DATA RECORDS →
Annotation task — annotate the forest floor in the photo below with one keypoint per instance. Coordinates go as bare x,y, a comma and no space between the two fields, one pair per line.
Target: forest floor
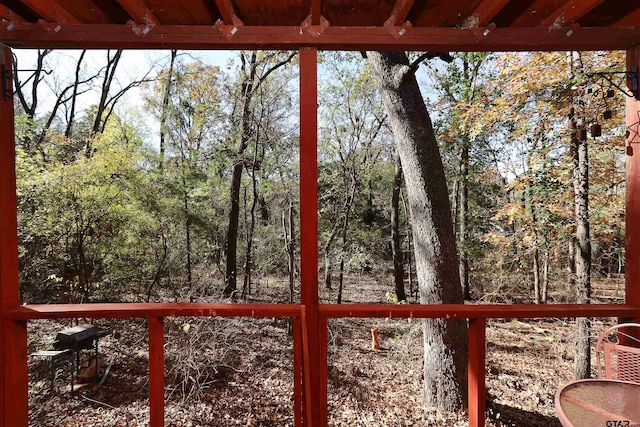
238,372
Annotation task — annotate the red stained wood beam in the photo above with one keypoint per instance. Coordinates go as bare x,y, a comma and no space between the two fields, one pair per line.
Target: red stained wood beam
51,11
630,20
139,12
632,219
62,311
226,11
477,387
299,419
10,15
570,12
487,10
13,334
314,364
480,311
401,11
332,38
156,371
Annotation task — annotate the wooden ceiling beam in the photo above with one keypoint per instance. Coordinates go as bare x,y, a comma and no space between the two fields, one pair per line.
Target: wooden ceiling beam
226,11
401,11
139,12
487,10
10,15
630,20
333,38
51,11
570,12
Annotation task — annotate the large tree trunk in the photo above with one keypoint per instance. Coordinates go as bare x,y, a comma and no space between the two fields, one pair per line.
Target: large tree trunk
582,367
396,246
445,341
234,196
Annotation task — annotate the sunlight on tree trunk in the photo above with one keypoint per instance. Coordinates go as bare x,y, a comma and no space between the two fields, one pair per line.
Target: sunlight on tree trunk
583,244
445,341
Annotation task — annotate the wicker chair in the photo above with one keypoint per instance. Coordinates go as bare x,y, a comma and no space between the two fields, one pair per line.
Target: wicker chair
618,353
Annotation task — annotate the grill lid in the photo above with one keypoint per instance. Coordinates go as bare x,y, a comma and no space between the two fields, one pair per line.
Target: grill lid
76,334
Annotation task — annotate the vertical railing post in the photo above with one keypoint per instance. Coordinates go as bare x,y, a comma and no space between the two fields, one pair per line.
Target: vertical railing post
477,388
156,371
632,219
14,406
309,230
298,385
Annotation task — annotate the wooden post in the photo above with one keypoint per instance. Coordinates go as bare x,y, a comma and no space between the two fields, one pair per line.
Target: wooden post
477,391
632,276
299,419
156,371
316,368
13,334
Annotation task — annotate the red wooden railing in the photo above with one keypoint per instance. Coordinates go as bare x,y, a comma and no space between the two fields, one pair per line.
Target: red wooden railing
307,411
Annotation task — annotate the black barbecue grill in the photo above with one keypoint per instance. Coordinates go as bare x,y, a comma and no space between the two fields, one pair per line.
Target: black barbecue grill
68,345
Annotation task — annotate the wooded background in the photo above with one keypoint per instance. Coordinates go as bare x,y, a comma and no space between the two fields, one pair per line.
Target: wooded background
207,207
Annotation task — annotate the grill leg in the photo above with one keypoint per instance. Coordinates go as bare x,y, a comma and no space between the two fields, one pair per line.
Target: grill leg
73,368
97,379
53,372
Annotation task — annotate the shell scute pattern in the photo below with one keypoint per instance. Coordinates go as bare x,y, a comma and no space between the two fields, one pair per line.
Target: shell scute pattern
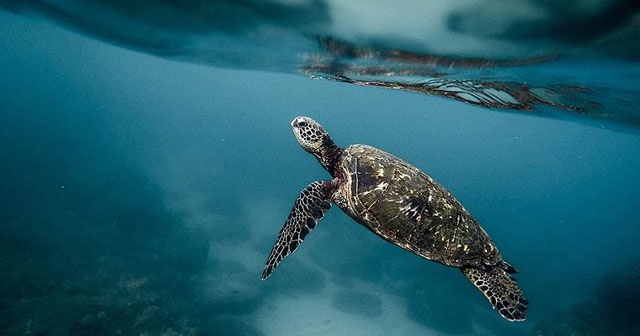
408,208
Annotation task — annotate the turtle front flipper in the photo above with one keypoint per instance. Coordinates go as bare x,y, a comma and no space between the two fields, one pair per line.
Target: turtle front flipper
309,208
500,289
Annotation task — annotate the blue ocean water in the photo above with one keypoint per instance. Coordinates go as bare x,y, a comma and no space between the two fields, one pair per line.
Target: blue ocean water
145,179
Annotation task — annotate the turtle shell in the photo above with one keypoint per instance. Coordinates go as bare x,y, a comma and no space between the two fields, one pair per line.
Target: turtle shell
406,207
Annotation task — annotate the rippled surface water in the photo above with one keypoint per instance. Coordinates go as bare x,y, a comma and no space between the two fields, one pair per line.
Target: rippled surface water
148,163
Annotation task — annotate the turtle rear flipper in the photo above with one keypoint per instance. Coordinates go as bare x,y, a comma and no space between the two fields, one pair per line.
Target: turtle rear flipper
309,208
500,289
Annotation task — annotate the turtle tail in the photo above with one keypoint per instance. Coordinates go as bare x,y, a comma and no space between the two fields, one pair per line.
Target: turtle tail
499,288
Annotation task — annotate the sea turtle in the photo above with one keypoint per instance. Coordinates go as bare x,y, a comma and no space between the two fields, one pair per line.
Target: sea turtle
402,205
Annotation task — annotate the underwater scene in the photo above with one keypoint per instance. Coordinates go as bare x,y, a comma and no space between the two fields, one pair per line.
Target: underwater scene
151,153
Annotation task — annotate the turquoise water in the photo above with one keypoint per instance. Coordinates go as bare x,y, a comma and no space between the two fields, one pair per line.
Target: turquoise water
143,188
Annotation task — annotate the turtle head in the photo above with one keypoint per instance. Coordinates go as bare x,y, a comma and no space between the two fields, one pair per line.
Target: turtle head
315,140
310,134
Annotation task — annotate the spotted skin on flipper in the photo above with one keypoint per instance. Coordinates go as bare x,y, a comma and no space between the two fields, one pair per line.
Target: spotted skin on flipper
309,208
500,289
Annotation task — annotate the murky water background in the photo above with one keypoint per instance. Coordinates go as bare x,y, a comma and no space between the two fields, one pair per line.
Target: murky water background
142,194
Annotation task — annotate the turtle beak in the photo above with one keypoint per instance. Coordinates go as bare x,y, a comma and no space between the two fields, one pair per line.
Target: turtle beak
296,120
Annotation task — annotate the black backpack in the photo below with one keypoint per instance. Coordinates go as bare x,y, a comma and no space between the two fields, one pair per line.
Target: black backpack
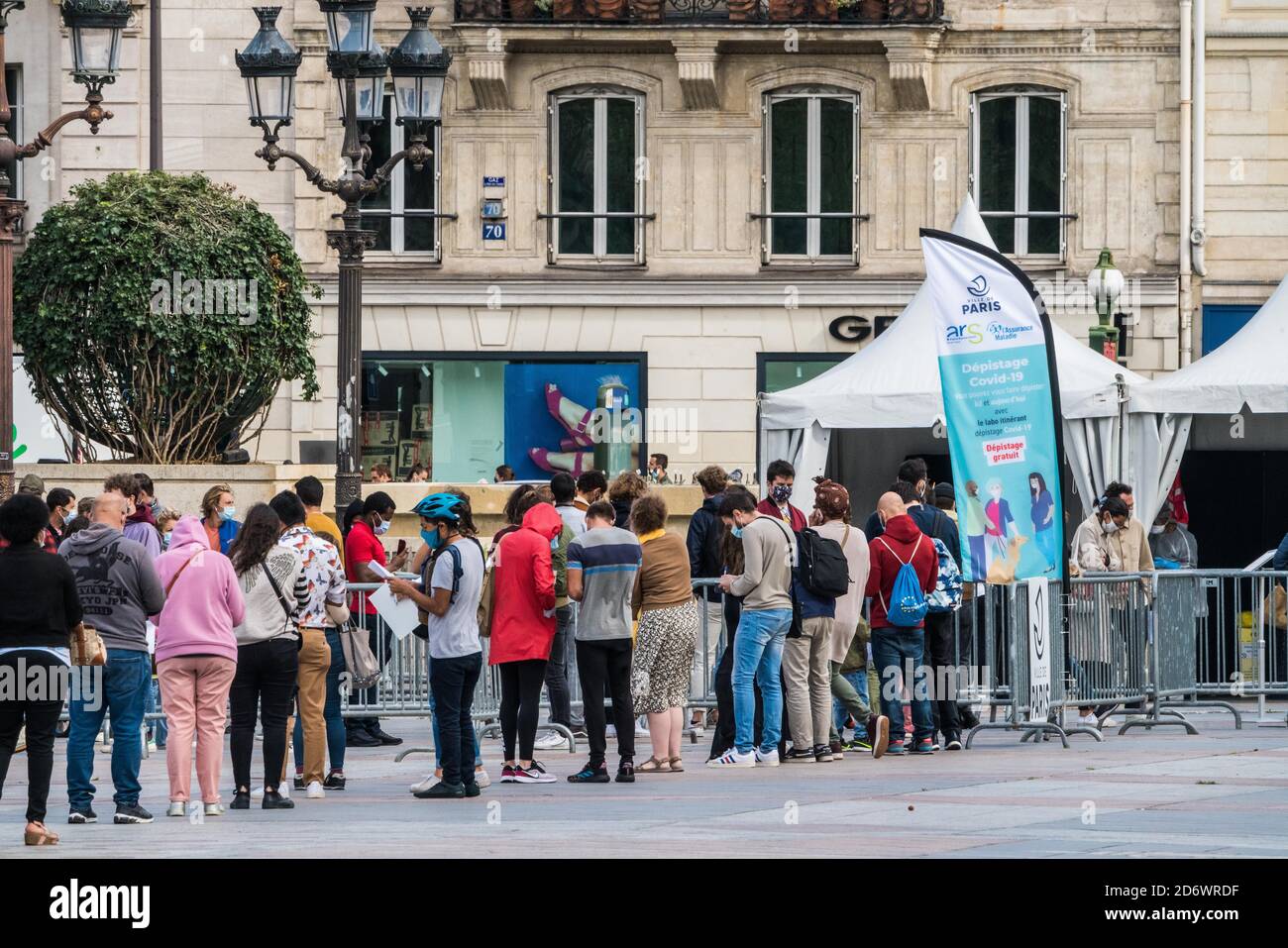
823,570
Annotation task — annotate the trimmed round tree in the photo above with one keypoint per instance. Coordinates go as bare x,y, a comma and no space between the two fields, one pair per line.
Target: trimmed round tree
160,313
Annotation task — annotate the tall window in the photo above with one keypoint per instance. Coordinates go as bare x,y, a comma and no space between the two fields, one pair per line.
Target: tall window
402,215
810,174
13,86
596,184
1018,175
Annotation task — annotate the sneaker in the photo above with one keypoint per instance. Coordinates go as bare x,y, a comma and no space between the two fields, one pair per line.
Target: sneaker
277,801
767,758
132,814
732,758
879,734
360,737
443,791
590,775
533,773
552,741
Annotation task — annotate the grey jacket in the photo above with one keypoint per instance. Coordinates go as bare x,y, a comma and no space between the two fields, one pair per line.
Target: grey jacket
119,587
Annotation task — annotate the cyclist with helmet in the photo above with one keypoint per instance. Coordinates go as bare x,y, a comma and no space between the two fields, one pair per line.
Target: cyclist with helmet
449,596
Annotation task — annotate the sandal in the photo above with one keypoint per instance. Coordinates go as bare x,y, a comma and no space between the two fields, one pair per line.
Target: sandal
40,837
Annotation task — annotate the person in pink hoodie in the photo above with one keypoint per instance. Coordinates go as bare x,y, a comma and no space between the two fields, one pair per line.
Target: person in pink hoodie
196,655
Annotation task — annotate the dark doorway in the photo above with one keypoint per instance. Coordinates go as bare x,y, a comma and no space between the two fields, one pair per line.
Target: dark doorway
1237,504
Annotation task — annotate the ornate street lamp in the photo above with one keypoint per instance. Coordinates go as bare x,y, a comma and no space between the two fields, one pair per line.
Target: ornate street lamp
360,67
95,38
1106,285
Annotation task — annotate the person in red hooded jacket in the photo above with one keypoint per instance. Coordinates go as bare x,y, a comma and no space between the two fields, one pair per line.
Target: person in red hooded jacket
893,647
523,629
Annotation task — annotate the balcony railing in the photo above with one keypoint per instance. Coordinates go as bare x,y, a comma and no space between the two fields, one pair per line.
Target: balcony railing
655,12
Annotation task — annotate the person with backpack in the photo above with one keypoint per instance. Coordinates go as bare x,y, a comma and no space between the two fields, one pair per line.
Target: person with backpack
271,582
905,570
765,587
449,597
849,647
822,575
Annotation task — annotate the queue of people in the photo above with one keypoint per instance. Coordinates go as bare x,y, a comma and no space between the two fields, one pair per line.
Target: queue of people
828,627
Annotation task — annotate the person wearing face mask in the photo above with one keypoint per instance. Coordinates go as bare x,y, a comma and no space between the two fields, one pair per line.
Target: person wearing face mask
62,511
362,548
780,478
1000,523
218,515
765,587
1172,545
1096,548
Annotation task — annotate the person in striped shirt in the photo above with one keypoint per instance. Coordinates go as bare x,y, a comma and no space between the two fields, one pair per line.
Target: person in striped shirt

WHAT TO PRODUCE → Search the listing for the word "striped" and return each line that holds it.

EXERCISE ANSWER →
Annotation task — annotate the person in striped shirt in the photo above with one keypoint per instance. Coordinates go as bare x,y, a comma and no space between the two fields, one pair per line.
Target: person in striped shirt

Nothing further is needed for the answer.